### [Условие задания]
Можете вернуть без изменений фрагмент исходного текста от «Романов все еще» до «около 70 лет.»?

### [Исходный текст]
====
Романов все еще оставался в Политбюро и представлял, хоть и отдаленную на 650 километров, но все же не устраненную полностью угрозу для тайных посягательств Андропова на верховную власть в Кремле. Его отношение к Романову находит полное понимание и поддержку у" днепропетровцев". Их смущают и поддерживаемые Сусловым и Косыгиным политические амбиции Романова, и его крутой, грубый нрав, чуждый панибратству днепропетровцев и его непричастность к их крепко сколоченному родственно-земляческому клану, и его непростительно юный возраст на фоне их среднего возраста около 70 лет.

Для Андррпова, который по году рождения близок к днепропетровцам, хотя молод душой, энергичен и через два года начнет решительную расправу с кремлевскими геронтократами, тем не менее и для него возраст Романова, как и для днепропетровцев, бельмо на глазу. А так как нет в партийном уставе такого правила, согласно которому человека можно было бы прогнать из Политбюро только за то, что ему 56 лет, а не 76 лет, то единственный выход — найти другого беби для Политбюро, более покладистого, менее амбициозного и, главное, с уважением относящегося к старикам. А свято место, как известно, пусто не бывает, тем более “беби" находится под боком — самый молодой из секретарей ЦК Михаил Горбачев, незаметный, скромный, провинциальный и услужливый молодой человек; полная противоположность не только ленинградскому хаму с царской фамилией, но и предшественнику Горбачева на посту главного агронома империи возмутителю спокойствия Федору Кулакову.
====
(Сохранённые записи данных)
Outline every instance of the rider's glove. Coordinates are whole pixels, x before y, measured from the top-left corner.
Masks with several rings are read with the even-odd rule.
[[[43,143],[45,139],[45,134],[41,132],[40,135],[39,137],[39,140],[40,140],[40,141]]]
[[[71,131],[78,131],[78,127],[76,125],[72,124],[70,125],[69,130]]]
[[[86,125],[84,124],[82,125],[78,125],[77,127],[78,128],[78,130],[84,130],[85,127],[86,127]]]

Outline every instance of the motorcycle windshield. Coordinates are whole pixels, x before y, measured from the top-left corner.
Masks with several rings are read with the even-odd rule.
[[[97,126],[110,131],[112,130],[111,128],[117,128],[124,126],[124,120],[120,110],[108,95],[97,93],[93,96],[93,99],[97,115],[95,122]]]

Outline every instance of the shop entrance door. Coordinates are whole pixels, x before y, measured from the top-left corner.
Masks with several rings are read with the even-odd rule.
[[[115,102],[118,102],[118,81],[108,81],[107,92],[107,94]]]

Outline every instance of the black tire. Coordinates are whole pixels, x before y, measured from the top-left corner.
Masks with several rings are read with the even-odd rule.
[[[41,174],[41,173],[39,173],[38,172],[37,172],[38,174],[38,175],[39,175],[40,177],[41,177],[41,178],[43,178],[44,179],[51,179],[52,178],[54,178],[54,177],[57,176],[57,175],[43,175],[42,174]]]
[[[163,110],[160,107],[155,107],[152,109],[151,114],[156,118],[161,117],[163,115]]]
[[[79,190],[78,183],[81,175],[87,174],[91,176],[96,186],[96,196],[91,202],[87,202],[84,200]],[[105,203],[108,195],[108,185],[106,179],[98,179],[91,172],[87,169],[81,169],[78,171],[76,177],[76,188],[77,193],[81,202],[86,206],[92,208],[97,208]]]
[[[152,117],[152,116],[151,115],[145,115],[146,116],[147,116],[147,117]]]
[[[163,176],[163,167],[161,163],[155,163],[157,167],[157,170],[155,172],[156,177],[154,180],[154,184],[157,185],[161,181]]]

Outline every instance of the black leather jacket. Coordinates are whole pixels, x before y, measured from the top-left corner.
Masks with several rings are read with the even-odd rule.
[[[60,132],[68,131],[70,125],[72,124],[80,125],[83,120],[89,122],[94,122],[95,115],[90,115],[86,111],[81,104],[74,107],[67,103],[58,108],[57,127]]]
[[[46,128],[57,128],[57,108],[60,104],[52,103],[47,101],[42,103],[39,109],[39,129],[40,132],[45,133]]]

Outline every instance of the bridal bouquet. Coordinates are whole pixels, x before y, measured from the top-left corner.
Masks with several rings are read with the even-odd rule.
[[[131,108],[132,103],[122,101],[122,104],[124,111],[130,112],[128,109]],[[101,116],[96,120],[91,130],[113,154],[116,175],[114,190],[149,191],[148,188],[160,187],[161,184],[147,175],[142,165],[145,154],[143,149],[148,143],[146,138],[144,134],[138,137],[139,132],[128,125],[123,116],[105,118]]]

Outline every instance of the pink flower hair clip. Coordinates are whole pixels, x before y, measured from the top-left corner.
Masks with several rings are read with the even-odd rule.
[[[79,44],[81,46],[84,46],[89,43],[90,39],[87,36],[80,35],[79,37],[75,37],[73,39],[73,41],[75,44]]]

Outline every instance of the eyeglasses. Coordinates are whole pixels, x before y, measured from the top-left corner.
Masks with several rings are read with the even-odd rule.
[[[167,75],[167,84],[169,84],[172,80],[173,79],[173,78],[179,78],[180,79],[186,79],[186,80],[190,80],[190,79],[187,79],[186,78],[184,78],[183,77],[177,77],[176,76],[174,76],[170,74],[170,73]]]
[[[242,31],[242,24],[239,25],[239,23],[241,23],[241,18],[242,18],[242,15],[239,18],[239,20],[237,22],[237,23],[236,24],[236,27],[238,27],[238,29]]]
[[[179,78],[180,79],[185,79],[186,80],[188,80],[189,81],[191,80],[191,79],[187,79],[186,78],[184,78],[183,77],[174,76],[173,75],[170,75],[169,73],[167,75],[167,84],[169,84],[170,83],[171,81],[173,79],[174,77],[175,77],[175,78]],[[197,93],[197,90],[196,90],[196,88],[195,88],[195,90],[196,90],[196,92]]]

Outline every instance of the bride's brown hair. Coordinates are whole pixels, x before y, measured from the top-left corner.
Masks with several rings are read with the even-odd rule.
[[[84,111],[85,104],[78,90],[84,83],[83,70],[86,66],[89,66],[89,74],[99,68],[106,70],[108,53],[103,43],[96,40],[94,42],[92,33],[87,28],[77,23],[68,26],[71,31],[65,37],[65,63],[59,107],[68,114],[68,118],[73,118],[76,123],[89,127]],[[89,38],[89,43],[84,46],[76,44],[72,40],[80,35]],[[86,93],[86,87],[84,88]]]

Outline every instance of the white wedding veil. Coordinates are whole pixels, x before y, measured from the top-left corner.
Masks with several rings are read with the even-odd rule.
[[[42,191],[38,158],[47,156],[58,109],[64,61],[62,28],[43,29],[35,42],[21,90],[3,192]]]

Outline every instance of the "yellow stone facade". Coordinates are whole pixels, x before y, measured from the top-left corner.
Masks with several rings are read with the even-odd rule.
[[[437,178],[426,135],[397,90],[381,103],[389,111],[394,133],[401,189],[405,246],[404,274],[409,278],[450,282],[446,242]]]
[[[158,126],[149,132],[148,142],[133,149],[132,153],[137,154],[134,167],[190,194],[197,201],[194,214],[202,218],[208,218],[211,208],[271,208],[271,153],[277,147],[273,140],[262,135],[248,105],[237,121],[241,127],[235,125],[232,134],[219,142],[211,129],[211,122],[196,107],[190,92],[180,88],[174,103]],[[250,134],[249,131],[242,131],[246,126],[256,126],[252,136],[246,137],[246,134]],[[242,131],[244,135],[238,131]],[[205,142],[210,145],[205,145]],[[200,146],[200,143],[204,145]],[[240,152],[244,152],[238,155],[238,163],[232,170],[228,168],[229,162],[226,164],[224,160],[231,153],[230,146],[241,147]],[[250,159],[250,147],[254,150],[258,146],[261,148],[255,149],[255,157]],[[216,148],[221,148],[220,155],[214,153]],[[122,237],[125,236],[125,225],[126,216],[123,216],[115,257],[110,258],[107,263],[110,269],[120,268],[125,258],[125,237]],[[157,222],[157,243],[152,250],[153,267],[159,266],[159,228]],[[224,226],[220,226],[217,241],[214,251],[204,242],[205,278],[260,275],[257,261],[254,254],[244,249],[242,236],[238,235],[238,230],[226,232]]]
====
### [Решение]
Романов все еще оставался в Политбюро и представлял, хоть и отдаленную на 650 километров, но все же не устраненную полностью угрозу для тайных посягательств Андропова на верховную власть в Кремле. Его отношение к Романову находит полное понимание и поддержку у" днепропетровцев". Их смущают и поддерживаемые Сусловым и Косыгиным политические амбиции Романова, и его крутой, грубый нрав, чуждый панибратству днепропетровцев и его непричастность к их крепко сколоченному родственно-земляческому клану, и его непростительно юный возраст на фоне их среднего возраста около 70 лет.